[Collected data]
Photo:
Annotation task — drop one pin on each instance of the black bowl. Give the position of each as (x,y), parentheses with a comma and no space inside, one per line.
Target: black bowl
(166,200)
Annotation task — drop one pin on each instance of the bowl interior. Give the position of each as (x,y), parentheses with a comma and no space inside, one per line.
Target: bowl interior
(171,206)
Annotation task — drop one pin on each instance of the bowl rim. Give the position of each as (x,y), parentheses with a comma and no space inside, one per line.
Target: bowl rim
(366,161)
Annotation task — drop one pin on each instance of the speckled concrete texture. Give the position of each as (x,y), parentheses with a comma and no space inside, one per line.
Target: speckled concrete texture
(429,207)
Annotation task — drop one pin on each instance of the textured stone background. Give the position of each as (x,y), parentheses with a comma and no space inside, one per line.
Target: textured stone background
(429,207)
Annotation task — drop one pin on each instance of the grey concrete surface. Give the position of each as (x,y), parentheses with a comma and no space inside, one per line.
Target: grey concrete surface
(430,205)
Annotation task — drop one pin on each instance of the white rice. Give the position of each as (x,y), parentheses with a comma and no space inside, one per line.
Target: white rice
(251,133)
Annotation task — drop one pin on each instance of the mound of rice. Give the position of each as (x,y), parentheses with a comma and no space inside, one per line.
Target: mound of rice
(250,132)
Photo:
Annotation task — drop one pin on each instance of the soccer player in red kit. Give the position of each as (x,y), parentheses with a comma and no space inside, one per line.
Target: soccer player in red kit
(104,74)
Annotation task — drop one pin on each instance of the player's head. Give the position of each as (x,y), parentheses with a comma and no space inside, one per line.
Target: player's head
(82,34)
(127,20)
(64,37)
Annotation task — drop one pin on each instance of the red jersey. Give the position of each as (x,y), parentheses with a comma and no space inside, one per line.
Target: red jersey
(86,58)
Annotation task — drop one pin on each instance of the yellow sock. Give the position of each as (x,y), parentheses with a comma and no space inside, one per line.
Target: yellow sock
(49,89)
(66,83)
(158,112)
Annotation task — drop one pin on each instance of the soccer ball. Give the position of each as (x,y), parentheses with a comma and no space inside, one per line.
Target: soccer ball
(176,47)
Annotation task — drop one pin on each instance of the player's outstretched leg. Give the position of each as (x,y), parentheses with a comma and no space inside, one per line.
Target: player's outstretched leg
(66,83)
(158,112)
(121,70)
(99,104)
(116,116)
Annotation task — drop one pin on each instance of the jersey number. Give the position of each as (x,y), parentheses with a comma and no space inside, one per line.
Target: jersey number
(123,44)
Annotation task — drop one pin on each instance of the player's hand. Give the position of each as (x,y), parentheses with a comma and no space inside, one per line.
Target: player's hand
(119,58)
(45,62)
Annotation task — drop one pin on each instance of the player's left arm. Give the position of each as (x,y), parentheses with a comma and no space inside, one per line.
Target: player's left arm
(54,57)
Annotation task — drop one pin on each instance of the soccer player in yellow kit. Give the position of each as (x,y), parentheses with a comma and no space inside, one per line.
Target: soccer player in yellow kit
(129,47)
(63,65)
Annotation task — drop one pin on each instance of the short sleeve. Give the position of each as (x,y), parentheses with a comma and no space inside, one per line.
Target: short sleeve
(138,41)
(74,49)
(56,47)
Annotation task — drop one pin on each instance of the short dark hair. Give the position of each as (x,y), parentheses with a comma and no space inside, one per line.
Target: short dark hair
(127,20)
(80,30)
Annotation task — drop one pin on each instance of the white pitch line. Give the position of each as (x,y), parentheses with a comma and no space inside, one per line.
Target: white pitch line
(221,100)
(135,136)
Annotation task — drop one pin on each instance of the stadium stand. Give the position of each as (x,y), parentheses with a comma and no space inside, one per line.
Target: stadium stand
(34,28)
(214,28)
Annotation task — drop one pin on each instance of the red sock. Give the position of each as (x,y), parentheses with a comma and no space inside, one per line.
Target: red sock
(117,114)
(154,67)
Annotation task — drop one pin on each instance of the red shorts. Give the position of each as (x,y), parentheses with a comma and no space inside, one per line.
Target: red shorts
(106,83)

§ TASK DETAILS
Write the records above out again, exactly as they are.

§ RESULT OF THIS EXERCISE
Photo:
Annotation task — drop one pin on each instance of the black bowl. Give the position of each as (x,y), parentheses with a comma and no space inside, one per line.
Target: black bowl
(166,200)
Annotation task — drop one pin on each instance of the bowl interior. Give the position of each as (x,y), parentheses with a comma and no space inside, one per line.
Target: bowl interior
(171,206)
Annotation task — drop one pin on each instance of the bowl rim. Give the position of each as (x,y), parentheses with a comma and no space inside, one per line.
Target: bowl rim
(366,161)
Annotation task — drop one pin on each instance of the speckled concrete texture. Give the position of each as (x,y), parentheses with a comma and no space inside, one per line.
Target: speckled concrete texture
(429,207)
Annotation task — drop one pin on each instance of the textured stone background. Give the position of each as (x,y), parentheses with a comma and no space inside, one per line.
Target: textured stone background
(429,207)
Annotation task — drop one pin on each instance of the grey concrete surface. Give the position of each as (x,y), parentheses with a comma and no space inside, one per line.
Target: grey concrete surface
(430,205)
Annotation task — drop one pin on each instance of the white rice. Give the position of each as (x,y), parentheses with a comma and no space inside, one per line.
Target: white rice
(251,133)
Annotation task — drop one pin on each instance of the mound of rice. Give the position of each as (x,y), parentheses with a comma and no space inside, one per line.
Target: mound of rice
(250,132)
Photo:
Annotation task — drop one pin on each instance of the soccer player in red kit. Give the position of each as (x,y), parentheses with a comma and no space inside, one per line.
Target: soccer player in red kit
(104,74)
Annotation task — drop one pin on each instance of the player's head. Give the position of each as (x,y), parentheses with a comma and no space inside, one per line.
Target: player's head
(82,34)
(127,20)
(64,37)
Annotation task — drop one pin on each instance of the red jersey. Give the position of each as (x,y), parentheses with a comma and no space inside, one per line.
Target: red jersey
(86,58)
Annotation task — drop one pin on each instance of the yellow sock. Give the position of each as (x,y), parentheses with a comma and no space inside, one per line.
Target: yellow sock
(49,89)
(66,83)
(158,112)
Annotation task — drop one pin on each instance of the soccer ball. Give the position of each as (x,y), parentheses with a comma and no space inside, one per line.
Target: soccer ball
(176,47)
Annotation task — drop one pin on each instance of the player's outstretched leg. Give the position of each as (x,y), parentheses with a comma and no space inside, one per line.
Target: player's outstretched leg
(66,83)
(158,112)
(121,70)
(99,104)
(116,116)
Annotation task — drop one pin on each instance of the jersey number. Give the position of each as (x,y), parentheses with a comma and no space inside, one per line.
Target: jersey number
(123,44)
Annotation task — drop one pin on each instance of the player's hand. Give the position of each as (x,y), parentheses with a comma and no space inside, one per line.
Target: player's hand
(119,58)
(45,62)
Annotation task — drop one pin on each instance of the player's left arm. Give the position of each as (x,y), parentheses with a comma and no space inside, one per line.
Target: player's left arm
(54,57)
Annotation task — drop one pin on each instance of the soccer player in yellow kit. Give the position of each as (x,y), parentheses with a comma and no space inside, one per line.
Target: soccer player in yellow kit
(129,47)
(63,65)
Annotation task — drop one pin on each instance of the short sleeve. Give the position of each as (x,y), parentheses with a comma and no space inside, one per line.
Target: short sleeve
(138,41)
(74,49)
(56,47)
Annotation task — drop one pin on each instance of the short dark hair. Give the position of each as (x,y), parentheses with a comma and no space inside, one per line.
Target: short dark hair
(127,20)
(80,30)
Annotation task — drop one pin on each instance of the white pitch line. Give the position of each as (x,y), parentheses with a comma and no space inside, one per line.
Target: white pitch line
(221,100)
(135,136)
Annotation task — drop one pin on each instance of the stadium stand. Give the position of each as (x,y), parentheses with a comma and no space inside, one per line.
Target: stadium stand
(34,28)
(214,28)
Annotation task — drop one pin on each instance of the red sock. Give the position of each as (x,y), parentheses with a comma and no space inside, one per line.
Target: red sock
(117,114)
(154,67)
Annotation task — drop one pin on each instance of the red shorts. Give the position of each as (x,y), parentheses with a comma and no space inside, one per line.
Target: red shorts
(106,83)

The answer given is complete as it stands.